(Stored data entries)

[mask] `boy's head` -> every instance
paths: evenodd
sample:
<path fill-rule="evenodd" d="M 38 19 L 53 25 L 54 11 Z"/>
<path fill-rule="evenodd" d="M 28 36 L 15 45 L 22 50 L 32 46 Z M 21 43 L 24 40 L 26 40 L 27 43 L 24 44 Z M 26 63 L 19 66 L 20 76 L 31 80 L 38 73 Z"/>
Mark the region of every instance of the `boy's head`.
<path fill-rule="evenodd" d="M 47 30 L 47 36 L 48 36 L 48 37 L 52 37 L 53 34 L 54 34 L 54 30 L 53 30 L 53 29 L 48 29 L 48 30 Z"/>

EXERCISE GOAL
Repeat the lines above exactly.

OUTPUT OF THE EXERCISE
[mask] `boy's head` -> every instance
paths: evenodd
sample:
<path fill-rule="evenodd" d="M 38 19 L 53 25 L 54 11 Z"/>
<path fill-rule="evenodd" d="M 28 36 L 15 45 L 22 50 L 32 46 Z M 21 43 L 24 40 L 26 40 L 27 43 L 24 44 Z M 26 63 L 19 66 L 20 76 L 31 80 L 38 73 Z"/>
Mark the region of every instance of the `boy's head`.
<path fill-rule="evenodd" d="M 47 30 L 47 36 L 48 36 L 48 37 L 52 37 L 53 34 L 54 34 L 54 30 L 53 30 L 53 29 L 48 29 L 48 30 Z"/>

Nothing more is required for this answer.